■ Passage provided ■
# # # # # # #

Flu shots available through Health Center

Philip Malan

The cold and flu season has arrived and the Health Center is taking part in the national Cover Your Cough campaign to raise awareness about cold and flu prevention.

Laurie Bisset Grady, the health education director for the Health Center, said the Health Center is now open for flu shots.

Free flu shots are available in the Health Center between the hours 8 a.m. – noon and 2 – 4:30 p.m. Monday through Thursday and from 9:30 a.m. – 4:30 p.m. on Fridays.

The Health Center is spreading news about the campaign by posting fliers around campus, Grady said.

“Our Cover Your Cough campaign is being done as a preventative action towards reducing cold and flu,” Grady said.

According to the Center for Disease Control website, five to 20 percent of the population gets the flu every year. About 200,000 people are hospitalized and about 36,000 people die from the flu each year.

Diane Sipkin, head of the Infection Control Committee, which works in conjunction with the Health Center, said that the campaign this year is important because of the recent nationwide concern for the bird flu.

Also, there is no shortage of flu vaccines compared to last year, Dr. Sipkin said.

Sipkin said the Health Center is prepared for the cold and flu season, and the staff makes special arrangements to help people out.

# # # # # # #

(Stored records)
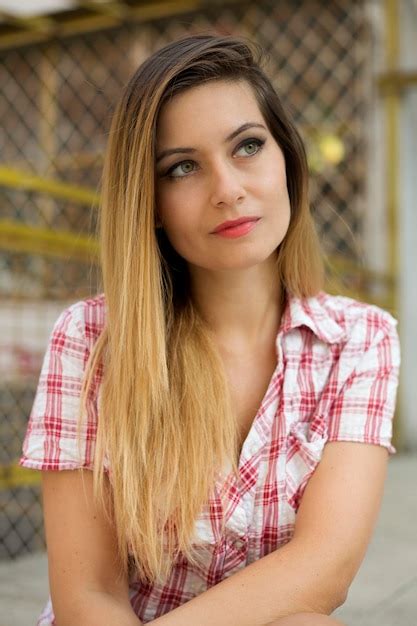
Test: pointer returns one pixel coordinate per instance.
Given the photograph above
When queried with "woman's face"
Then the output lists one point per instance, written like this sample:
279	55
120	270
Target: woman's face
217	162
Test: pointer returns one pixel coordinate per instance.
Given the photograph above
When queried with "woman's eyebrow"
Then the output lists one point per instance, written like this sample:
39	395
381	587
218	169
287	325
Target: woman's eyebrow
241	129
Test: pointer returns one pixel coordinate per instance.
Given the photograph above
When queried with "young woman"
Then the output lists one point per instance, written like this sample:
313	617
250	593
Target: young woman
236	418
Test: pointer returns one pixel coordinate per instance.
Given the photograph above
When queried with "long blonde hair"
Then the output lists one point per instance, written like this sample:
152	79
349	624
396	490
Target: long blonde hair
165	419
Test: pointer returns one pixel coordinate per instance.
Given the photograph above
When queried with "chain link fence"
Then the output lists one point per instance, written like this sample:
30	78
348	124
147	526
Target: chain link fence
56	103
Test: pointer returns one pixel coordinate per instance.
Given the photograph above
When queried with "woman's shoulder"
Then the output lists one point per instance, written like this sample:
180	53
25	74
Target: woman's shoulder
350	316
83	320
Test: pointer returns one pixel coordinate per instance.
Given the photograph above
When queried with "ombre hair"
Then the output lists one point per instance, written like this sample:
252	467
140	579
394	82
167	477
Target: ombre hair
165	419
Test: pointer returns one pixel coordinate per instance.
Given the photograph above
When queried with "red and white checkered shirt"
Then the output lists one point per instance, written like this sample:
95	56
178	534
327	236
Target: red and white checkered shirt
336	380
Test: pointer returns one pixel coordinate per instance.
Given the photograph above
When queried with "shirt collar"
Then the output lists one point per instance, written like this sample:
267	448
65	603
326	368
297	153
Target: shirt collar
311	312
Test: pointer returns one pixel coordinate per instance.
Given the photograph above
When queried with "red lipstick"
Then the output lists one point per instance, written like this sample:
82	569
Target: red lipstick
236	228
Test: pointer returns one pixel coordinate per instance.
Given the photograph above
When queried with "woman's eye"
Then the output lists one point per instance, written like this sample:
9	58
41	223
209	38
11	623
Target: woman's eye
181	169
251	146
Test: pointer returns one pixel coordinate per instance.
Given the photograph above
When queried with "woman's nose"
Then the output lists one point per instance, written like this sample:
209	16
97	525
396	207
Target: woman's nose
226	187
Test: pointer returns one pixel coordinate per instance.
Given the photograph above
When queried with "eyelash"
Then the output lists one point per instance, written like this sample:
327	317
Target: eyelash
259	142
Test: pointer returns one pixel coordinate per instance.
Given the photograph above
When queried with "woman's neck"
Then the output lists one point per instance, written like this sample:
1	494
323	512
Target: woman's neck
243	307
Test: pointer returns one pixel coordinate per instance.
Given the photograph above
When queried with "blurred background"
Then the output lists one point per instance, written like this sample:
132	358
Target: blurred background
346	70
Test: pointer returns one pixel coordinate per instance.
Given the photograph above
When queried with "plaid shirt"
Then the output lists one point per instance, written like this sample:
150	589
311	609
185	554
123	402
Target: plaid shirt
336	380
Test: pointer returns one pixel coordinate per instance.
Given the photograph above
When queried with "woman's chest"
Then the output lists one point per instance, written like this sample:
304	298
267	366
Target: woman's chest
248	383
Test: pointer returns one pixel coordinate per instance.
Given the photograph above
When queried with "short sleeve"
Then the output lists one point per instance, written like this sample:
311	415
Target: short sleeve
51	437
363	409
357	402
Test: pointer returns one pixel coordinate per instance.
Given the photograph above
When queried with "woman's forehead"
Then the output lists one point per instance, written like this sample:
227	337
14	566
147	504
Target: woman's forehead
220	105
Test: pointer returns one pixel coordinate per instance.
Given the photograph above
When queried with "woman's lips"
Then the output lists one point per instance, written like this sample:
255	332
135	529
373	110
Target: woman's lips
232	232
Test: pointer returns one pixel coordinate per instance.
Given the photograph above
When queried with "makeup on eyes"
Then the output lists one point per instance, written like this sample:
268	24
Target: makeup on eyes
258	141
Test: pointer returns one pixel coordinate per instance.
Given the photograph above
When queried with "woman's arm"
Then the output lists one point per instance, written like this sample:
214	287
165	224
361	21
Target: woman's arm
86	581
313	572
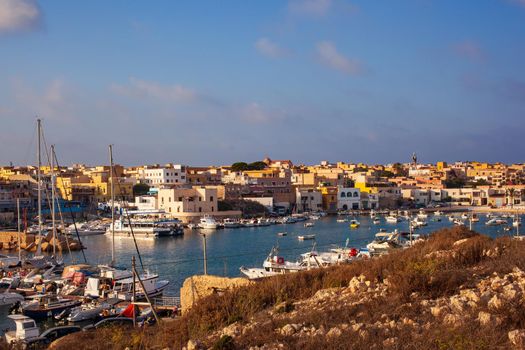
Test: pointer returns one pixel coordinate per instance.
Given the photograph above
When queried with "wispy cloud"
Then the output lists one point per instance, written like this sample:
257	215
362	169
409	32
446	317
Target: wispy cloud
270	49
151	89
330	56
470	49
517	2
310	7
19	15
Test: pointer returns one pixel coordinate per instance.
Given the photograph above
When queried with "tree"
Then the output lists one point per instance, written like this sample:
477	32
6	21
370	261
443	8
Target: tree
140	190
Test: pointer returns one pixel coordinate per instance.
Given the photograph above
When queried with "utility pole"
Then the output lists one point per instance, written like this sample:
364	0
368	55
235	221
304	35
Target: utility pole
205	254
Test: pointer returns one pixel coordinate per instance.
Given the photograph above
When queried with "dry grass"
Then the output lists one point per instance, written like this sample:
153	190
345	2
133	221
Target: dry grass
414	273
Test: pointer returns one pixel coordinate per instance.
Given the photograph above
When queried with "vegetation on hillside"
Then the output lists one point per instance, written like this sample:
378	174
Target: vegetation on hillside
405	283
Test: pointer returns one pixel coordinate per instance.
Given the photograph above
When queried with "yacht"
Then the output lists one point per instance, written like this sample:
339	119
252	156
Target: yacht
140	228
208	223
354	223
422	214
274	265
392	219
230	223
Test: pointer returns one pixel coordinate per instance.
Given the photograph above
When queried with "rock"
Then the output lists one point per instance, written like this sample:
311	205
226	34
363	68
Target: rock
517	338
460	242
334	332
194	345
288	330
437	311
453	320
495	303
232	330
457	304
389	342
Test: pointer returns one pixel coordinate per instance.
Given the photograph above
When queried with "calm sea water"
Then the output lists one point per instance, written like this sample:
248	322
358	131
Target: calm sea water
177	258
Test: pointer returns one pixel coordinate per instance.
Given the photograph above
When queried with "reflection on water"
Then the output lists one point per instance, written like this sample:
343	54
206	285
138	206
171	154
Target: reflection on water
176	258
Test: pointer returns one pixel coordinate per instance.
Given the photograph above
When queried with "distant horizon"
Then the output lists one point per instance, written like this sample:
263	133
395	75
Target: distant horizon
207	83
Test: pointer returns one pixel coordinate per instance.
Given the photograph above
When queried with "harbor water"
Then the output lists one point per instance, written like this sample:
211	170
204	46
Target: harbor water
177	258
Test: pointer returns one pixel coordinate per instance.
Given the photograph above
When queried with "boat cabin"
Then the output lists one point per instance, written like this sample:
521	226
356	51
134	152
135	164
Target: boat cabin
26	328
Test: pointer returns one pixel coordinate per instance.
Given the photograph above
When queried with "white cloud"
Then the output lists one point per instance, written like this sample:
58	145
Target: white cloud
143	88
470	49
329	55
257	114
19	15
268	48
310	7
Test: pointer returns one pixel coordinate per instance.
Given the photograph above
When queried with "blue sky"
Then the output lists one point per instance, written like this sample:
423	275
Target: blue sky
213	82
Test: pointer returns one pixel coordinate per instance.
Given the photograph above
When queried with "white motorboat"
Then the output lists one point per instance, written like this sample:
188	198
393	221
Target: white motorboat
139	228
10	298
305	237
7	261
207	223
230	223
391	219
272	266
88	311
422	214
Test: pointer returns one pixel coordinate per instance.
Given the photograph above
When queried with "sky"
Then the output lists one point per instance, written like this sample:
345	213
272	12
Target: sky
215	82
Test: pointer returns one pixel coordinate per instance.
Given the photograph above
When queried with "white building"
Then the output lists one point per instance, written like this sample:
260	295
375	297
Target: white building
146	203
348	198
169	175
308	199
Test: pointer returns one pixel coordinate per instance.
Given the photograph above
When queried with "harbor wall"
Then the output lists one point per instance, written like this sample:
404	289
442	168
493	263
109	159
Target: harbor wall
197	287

# # # # # # #

■ Task requirements ■
**1.** Reproduce the part of the flu shot article that opens with the words containing "Free flu shots" and closes with "the bird flu.", copying it word for word.
**2.** According to the flu shot article, during what hours are free flu shots offered on Fridays?
**3.** Carry on the flu shot article, picking up right after its final sentence.

■ Answers for each item ■
**1.**
Free flu shots are available in the Health Center between the hours 8 a.m. – noon and 2 – 4:30 p.m. Monday through Thursday and from 9:30 a.m. – 4:30 p.m. on Fridays.

The Health Center is spreading news about the campaign by posting fliers around campus, Grady said.

“Our Cover Your Cough campaign is being done as a preventative action towards reducing cold and flu,” Grady said.

According to the Center for Disease Control website, five to 20 percent of the population gets the flu every year. About 200,000 people are hospitalized and about 36,000 people die from the flu each year.

Diane Sipkin, head of the Infection Control Committee, which works in conjunction with the Health Center, said that the campaign this year is important because of the recent nationwide concern for the bird flu.

**2.** From 9:30 a.m. to 4:30 p.m.

**3.**
“During this time of the year when we get closer to the peak of flue season, which is normally is during the winter time, if a doctor calls in sick, or we are short staffed, we bring in practitioners from the area to help out, where during the summer time we would normally not do that,” Sipkin said.

Sipkin said people who do get sick need to try and check themselves to see if it is necessary for them to go to the doctor.

“When you have a cold, there is nothing that can be prescribed for it. You could just stick to over the counter medications, but when you get the flu there is medication that can be prescribed,” she said. “When you have the flu, you would have high fever, chills, aching of the joints.”

Sipkin said a lot of people come in when they only have a cold, and that can slow the Health Center down.